Frank Kirk Biography

Hedge Cutters

47 x 60 inches | oil on canvas

Frank Kirk, was born in 1933 and spent nearly all of his formative years within the five New York boroughs and Long Island. As a child in Valley Stream, LI, Kirk remembers a pack of “buddies” that did everything in a group: swimming in Valley Stream's lake, trips to nearby ocean beaches and frequent playground activities. There were a number of artists from his early years that influenced his development as an artist. First among those was his teacher at New York’s Visual Art School, the legendary Burne Hogarth (of Tarzan fame) with whom he studied drafting and anatomical composition. He also reports that another early mentor was Silas Rhodes (1915-2007), founder of the SVA. The final cornerstone of Kirk's early influences was the fabled American precisionist, Francis Criss (1901-1973) who also taught at SVA.

After driving a truck for Coca Cola for several years, he took his first job in advertising on Madison Avenue in the “bullpen” of Doyal Dane Bernbach (DDB), which was then and to this day, one of America’s most powerful advertising agencies. At DDB he worked his way up to Art Director including a major effort on the introduction of Volkswagen to America. Kirk then spent some time at the fashion house, Jane Trahey & Partners, where he focused on accounts like Elizabeth Arden. It was at Trahey that he was part of the team that pioneered the introduction of Carte Blanche, one of the earliest credit cards. From there he moved to Jack Tinker & Partners as a Co-Creative Director. His final stop on New York’s famous Madison Avenue, in the day of the real Mad Men, was as Head Art Director at Wells Rich & Green working on accounts like Benson & Hedges and Alka Seltzer.

----------

Requirement 1
Show each line of the entries below that contains the word "vegetation".
Requirement 2
Pick up the Frank Kirk biography after its final sentence and keep writing.

Lines of data
----------

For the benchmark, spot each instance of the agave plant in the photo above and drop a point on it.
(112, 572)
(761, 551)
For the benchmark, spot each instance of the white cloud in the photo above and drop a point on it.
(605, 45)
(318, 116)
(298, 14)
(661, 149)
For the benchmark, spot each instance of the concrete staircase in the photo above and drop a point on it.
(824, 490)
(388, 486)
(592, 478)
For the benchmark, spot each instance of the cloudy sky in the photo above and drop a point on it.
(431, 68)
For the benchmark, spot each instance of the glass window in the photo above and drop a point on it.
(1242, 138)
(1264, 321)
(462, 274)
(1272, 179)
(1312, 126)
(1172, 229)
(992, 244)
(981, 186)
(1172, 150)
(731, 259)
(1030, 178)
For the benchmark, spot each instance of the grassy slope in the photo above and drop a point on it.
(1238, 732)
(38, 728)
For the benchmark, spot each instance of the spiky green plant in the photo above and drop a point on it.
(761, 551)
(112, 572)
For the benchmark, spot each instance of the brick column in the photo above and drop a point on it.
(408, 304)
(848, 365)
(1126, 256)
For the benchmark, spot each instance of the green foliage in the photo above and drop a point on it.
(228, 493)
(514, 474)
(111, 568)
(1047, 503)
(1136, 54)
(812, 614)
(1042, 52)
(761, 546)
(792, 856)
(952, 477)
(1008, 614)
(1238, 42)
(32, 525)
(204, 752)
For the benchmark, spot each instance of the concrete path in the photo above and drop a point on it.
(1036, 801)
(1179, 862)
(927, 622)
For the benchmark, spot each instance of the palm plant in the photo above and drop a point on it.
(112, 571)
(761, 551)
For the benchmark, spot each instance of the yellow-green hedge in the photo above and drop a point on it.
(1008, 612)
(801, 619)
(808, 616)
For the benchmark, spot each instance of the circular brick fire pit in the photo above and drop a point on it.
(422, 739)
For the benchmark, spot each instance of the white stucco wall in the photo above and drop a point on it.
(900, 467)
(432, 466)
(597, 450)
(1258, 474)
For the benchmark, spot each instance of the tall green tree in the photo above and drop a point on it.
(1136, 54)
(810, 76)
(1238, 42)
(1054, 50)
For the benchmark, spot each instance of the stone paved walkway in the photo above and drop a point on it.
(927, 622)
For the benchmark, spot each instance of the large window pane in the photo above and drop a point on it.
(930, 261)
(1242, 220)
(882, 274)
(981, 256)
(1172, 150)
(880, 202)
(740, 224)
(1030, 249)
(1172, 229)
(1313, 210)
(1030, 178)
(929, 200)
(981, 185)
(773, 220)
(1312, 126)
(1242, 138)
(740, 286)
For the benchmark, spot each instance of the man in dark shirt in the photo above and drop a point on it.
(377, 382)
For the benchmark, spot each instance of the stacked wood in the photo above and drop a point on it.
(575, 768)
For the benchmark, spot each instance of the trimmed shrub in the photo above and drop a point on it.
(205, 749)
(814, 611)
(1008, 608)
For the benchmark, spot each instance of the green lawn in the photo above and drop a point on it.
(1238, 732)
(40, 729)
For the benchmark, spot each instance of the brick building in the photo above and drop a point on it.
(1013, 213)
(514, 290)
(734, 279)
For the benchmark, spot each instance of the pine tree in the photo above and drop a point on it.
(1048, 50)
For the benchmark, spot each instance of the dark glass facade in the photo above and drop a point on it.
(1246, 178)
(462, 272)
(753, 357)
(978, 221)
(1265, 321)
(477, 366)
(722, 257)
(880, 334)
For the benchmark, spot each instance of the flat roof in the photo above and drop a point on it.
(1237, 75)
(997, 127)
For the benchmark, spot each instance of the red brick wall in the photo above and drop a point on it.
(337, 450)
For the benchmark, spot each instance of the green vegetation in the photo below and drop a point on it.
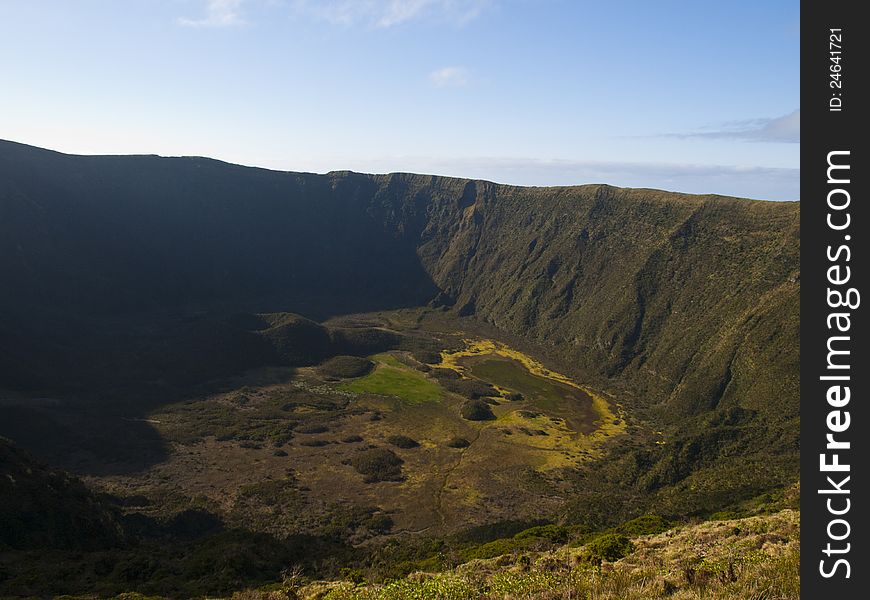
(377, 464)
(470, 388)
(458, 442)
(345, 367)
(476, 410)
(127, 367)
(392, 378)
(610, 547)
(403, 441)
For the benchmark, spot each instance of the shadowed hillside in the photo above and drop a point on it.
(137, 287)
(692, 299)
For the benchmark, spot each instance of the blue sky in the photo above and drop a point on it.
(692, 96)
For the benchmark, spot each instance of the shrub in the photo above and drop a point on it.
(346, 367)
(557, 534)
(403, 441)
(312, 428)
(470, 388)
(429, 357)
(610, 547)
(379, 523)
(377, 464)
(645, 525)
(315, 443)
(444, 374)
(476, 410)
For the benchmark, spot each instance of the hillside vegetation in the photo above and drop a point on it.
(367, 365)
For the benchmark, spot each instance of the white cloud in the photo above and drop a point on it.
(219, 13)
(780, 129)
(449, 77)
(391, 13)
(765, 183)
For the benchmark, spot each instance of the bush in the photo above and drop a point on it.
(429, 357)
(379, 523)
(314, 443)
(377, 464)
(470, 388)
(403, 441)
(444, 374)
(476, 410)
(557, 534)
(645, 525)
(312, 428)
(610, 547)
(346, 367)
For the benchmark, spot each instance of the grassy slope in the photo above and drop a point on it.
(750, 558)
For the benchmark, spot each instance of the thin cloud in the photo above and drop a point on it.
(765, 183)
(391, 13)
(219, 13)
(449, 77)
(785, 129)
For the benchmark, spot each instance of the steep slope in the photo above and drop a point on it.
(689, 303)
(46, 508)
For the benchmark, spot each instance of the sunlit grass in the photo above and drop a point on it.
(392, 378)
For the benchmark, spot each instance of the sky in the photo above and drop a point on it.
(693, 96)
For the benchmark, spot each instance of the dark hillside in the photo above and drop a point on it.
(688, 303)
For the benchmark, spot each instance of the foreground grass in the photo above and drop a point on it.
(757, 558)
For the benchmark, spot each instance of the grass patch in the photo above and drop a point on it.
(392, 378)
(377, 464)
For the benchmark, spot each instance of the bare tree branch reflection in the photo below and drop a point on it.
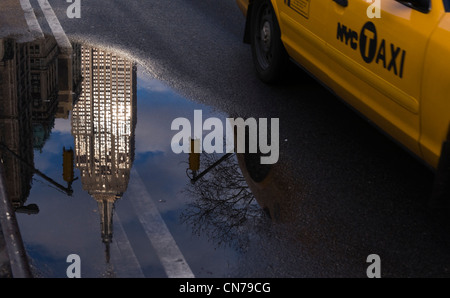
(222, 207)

----------

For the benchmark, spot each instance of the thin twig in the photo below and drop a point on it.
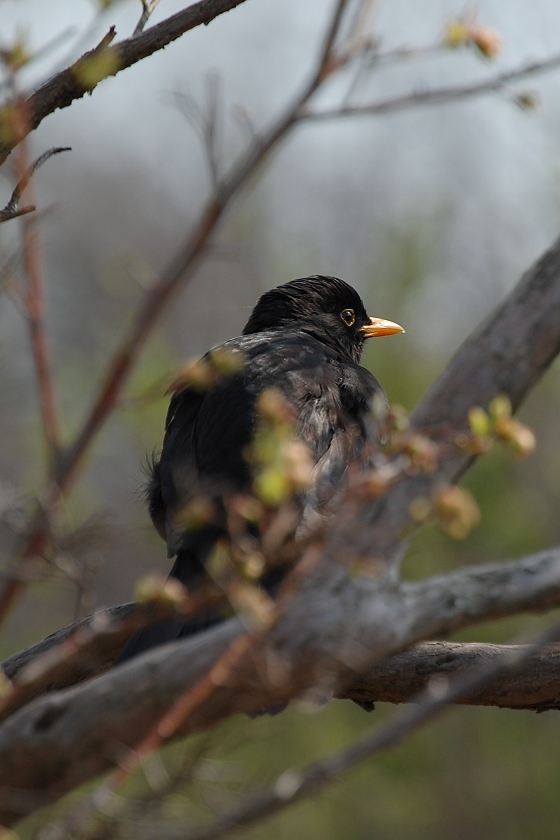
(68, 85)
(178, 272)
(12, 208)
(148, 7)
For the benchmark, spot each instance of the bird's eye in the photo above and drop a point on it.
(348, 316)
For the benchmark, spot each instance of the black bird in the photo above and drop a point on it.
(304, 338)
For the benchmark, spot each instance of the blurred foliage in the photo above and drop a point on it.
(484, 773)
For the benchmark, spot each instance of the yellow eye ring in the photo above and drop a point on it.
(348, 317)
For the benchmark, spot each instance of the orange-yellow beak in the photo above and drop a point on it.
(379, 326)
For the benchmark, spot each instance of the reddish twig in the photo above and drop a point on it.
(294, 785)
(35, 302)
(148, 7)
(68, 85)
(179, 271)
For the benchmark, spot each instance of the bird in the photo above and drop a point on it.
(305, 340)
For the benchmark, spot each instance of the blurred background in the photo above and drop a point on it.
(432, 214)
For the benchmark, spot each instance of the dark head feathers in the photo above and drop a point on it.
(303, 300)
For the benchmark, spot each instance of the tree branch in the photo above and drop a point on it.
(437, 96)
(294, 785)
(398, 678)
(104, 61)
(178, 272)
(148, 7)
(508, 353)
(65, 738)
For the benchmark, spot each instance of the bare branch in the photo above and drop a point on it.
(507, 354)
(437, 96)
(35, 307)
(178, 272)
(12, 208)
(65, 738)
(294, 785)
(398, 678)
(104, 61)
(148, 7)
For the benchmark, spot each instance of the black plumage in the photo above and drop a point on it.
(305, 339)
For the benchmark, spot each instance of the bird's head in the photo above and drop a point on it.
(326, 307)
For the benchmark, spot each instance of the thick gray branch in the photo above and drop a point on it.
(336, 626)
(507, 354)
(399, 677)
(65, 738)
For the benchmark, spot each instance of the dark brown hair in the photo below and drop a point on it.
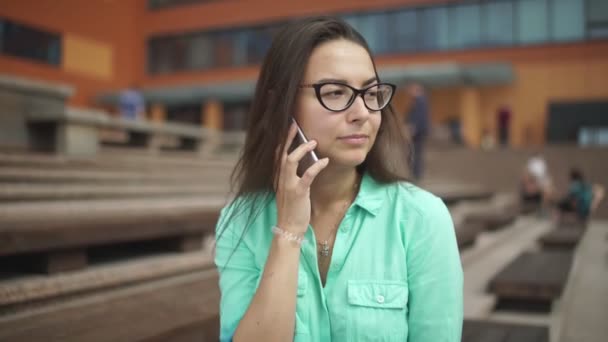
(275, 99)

----------

Task output 1
For the benchmark, spot each instance of the green vegetation in the photo below and drop a point on it.
For the benchmark, spot each instance of the hillside vegetation in the photo above and drop a point on it.

Task output 2
In 1974 he moved across the country to Needam Harper & Steers in Los Angeles, where he led the introduction of Honda & Isuzu to the American audience. After working for others for 20 years he opened his own agency, Della Famino & Partners in 1975. Among his major accounts were Max Factor and Gallo Winery. His success in the “ad man world” allowed him to retire in 1983 at the age of 50. From then on, he reports that he worked “day and night” on his paintings, with an occasional golf game when the smell of “turps” became too much for him.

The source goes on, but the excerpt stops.